▶ **PROBLEM DESCRIPTION**: Render the material below, from the line containing "the tall green" through the line containing "x=268, y=188", both included, as a two-column CSV with the headers instruction and output. Give one row per instruction, with its text and its answer each in a single quoted field and any line breaks replaced by spaces.

▶ **GIVEN RECORDS**:
######

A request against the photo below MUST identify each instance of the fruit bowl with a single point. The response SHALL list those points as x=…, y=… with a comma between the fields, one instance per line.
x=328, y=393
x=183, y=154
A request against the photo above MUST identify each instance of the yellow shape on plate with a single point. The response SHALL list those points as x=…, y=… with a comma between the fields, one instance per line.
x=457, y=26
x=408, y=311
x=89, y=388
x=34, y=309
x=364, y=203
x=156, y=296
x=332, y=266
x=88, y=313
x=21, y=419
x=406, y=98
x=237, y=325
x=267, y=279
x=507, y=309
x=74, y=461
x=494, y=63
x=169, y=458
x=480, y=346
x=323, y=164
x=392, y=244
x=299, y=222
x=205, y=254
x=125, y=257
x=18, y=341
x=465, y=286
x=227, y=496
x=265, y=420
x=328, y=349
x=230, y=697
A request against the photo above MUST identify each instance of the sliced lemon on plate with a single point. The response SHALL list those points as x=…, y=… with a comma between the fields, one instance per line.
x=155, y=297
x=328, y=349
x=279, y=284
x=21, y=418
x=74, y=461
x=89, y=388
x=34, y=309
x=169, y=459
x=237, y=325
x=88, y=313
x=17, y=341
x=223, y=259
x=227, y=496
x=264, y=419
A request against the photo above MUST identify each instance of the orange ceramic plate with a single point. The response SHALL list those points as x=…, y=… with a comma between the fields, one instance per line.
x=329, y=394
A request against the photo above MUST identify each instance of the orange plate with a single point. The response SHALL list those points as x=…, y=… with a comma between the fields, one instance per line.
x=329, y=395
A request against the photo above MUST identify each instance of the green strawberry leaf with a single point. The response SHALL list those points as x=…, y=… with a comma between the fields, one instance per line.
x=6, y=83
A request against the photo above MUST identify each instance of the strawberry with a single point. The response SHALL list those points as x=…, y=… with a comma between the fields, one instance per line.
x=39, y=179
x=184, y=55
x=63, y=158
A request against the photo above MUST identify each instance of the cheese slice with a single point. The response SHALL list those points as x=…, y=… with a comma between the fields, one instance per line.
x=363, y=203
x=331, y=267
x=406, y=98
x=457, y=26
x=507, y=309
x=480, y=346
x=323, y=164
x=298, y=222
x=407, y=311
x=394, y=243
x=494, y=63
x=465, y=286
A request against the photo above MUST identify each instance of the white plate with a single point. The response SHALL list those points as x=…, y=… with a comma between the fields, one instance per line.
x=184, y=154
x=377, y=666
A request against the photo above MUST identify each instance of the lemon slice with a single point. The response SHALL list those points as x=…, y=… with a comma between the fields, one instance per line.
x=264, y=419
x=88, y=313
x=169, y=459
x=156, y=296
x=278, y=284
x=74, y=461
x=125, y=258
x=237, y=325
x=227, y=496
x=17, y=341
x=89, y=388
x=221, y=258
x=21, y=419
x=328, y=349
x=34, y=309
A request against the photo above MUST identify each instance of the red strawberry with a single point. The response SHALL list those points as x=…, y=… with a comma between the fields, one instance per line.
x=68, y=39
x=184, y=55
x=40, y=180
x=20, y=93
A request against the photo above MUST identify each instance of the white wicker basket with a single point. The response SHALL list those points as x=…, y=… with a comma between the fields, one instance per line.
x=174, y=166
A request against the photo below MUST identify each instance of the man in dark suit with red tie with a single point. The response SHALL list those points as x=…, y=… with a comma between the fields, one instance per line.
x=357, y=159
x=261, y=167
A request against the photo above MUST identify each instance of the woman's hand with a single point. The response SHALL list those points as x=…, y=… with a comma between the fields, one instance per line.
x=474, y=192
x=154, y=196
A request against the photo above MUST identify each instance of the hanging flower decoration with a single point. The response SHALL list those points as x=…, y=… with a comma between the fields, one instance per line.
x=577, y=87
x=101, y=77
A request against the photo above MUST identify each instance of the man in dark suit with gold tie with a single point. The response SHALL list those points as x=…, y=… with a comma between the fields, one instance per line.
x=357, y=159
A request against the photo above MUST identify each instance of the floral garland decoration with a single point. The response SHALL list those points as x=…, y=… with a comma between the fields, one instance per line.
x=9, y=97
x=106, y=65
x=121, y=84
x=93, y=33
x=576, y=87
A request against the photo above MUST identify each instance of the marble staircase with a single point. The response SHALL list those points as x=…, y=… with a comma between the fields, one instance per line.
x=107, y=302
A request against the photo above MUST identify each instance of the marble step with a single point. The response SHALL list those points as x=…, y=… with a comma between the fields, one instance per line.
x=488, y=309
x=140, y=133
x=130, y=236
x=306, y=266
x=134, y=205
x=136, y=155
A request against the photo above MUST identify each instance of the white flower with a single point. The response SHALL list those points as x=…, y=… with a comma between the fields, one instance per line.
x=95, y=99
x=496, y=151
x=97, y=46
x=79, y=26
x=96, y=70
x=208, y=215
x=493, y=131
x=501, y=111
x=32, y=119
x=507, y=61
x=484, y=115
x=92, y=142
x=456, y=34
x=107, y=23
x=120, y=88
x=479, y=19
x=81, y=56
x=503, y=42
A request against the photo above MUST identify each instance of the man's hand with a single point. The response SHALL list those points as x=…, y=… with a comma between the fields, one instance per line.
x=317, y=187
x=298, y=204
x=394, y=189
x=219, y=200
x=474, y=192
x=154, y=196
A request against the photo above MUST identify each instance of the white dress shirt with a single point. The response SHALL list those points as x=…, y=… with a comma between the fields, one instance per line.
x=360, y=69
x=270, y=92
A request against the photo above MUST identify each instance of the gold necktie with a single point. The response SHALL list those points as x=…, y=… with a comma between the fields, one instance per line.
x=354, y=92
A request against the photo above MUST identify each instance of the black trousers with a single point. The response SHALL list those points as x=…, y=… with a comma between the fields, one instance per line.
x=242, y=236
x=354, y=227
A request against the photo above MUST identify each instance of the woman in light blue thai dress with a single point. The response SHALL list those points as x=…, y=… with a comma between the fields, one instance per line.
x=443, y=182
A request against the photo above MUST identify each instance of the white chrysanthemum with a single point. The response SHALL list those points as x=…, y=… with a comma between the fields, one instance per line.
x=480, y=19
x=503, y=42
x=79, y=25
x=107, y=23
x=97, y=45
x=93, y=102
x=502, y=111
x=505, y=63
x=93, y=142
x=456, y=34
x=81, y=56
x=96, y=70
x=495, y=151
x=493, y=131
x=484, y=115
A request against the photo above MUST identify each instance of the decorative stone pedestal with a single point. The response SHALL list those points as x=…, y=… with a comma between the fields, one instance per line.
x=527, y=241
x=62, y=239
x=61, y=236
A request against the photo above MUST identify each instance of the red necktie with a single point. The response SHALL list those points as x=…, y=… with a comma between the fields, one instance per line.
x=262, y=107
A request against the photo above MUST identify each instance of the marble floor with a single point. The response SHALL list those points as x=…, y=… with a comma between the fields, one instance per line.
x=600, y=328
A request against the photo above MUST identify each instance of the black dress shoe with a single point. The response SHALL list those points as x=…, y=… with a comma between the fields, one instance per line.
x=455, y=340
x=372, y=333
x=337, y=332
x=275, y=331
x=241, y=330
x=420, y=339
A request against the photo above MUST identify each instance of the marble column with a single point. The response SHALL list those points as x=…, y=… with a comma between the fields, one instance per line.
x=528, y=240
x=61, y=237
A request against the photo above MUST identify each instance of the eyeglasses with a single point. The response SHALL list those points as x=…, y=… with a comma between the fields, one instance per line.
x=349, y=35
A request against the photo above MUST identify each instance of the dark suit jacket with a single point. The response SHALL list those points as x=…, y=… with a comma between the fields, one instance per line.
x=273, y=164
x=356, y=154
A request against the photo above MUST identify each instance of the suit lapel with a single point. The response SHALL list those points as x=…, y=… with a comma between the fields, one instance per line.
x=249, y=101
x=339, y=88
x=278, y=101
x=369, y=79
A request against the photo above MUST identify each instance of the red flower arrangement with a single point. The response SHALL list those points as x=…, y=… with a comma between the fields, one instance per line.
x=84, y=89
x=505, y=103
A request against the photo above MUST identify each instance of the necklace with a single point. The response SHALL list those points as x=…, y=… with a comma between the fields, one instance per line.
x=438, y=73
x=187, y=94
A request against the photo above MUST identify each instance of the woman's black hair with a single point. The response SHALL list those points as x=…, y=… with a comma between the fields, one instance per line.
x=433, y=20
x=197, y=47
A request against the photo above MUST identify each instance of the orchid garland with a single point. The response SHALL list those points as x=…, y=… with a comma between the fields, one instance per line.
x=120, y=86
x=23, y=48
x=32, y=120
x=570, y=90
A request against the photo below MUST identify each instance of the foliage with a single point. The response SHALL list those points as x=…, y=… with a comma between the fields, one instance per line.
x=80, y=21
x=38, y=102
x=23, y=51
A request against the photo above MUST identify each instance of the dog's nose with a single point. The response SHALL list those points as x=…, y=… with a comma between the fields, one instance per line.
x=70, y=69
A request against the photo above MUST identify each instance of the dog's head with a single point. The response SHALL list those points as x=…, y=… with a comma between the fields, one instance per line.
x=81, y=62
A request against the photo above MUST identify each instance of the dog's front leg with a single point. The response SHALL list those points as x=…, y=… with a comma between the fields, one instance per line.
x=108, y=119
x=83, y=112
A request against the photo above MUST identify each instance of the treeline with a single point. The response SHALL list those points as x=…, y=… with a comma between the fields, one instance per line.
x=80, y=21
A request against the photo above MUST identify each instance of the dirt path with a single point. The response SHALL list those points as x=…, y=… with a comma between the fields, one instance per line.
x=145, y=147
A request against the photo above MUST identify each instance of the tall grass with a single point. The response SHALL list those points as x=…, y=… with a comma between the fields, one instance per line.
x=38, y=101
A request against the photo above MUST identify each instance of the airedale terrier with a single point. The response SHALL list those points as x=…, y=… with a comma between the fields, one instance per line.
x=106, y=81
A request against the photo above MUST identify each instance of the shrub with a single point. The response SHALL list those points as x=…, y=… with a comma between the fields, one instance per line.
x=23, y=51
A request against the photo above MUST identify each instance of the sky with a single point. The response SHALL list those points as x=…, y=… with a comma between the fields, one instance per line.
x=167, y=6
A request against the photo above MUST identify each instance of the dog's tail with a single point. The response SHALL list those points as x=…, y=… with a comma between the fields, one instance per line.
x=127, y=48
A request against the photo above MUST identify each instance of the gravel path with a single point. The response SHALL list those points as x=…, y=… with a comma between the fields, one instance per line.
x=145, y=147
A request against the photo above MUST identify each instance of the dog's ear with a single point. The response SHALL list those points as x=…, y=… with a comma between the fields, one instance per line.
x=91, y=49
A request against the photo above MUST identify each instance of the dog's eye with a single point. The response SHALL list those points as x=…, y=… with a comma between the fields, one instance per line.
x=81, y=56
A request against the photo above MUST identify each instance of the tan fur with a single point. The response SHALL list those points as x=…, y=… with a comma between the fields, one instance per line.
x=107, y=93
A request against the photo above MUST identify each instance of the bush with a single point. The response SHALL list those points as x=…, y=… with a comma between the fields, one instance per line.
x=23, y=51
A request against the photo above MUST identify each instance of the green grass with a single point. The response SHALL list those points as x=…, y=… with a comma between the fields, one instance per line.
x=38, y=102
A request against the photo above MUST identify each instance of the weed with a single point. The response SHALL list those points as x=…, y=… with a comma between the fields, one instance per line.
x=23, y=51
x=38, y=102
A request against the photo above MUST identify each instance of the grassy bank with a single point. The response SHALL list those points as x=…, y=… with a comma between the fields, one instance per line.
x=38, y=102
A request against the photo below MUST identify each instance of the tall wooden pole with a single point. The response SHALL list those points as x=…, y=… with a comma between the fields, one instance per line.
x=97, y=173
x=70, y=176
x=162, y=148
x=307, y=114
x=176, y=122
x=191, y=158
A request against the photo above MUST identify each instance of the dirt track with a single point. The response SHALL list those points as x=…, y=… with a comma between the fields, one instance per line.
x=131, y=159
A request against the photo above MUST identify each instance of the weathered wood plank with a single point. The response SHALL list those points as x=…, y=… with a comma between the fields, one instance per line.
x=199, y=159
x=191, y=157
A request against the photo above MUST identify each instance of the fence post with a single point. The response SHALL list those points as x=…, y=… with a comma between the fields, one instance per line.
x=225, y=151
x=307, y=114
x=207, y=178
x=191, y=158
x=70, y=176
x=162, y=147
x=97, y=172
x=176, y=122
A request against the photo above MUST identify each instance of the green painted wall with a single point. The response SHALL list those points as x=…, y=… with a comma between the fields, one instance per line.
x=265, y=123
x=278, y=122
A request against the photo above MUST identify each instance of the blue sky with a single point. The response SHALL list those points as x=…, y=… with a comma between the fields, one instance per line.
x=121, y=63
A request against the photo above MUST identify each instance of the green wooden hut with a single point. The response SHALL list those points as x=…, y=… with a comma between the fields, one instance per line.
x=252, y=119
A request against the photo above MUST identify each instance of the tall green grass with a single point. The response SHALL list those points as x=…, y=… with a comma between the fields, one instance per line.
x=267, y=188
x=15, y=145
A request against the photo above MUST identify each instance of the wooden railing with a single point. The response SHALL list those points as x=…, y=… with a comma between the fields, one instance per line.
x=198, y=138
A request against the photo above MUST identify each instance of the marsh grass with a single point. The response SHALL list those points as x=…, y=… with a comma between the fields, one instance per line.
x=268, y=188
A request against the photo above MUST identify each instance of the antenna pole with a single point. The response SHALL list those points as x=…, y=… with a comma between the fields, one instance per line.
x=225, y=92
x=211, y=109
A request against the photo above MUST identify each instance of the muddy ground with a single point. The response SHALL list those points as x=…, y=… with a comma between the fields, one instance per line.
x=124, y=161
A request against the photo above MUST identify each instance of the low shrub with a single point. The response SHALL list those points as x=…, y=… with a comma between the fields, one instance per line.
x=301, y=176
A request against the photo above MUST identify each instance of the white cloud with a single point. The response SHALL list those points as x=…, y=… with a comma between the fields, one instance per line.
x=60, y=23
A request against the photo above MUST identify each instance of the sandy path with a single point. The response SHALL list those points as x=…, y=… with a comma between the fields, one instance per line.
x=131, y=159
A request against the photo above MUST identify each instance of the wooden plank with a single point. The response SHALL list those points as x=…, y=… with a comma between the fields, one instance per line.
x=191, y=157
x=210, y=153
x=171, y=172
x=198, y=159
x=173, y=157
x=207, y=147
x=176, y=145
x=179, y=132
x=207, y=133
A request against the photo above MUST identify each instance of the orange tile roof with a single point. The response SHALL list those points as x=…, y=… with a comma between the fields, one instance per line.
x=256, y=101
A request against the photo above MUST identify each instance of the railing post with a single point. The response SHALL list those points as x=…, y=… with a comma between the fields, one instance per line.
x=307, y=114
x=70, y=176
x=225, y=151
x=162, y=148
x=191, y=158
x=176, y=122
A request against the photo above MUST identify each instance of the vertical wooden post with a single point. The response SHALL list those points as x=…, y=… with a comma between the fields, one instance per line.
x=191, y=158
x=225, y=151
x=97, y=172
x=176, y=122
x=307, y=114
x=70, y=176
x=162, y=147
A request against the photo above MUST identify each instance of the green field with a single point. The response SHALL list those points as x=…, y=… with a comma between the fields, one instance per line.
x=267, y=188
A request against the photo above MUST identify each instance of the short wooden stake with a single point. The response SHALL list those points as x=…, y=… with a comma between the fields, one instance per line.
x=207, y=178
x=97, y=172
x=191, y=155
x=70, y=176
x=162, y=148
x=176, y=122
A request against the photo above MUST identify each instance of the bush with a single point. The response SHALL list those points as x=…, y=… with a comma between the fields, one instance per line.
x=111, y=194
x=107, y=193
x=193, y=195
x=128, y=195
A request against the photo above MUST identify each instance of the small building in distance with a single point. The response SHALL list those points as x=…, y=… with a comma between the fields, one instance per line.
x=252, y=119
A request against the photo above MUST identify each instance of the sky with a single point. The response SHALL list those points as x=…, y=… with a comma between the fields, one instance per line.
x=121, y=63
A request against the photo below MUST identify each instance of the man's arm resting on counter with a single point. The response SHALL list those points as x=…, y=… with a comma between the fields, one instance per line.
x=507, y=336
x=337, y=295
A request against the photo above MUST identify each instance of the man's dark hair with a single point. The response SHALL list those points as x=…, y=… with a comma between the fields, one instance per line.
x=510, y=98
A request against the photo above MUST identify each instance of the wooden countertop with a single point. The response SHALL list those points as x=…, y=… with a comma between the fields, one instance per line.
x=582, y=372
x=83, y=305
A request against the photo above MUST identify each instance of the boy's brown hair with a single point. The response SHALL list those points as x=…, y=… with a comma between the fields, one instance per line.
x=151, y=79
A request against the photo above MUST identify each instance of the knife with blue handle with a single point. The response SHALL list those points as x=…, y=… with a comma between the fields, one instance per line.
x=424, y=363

######

▶ **RESPONSE TO THIS TASK**:
instruction,output
"A request against the photo above MUST identify each instance of the tall green grass with a single point. The response SHALL list those points as x=…, y=… with a comma between the fields, one instance per line.","x=267, y=188 x=15, y=145"
"A request against the photo above MUST identify each instance of the wooden railing with a single point. The response SHALL list those points as x=…, y=… with a comma between the fields, one instance per line.","x=198, y=138"
"A request against the photo above MUST identify each instance of the marsh grass with a single point. The response SHALL list those points as x=…, y=… with a comma between the fields, one instance per line.","x=268, y=188"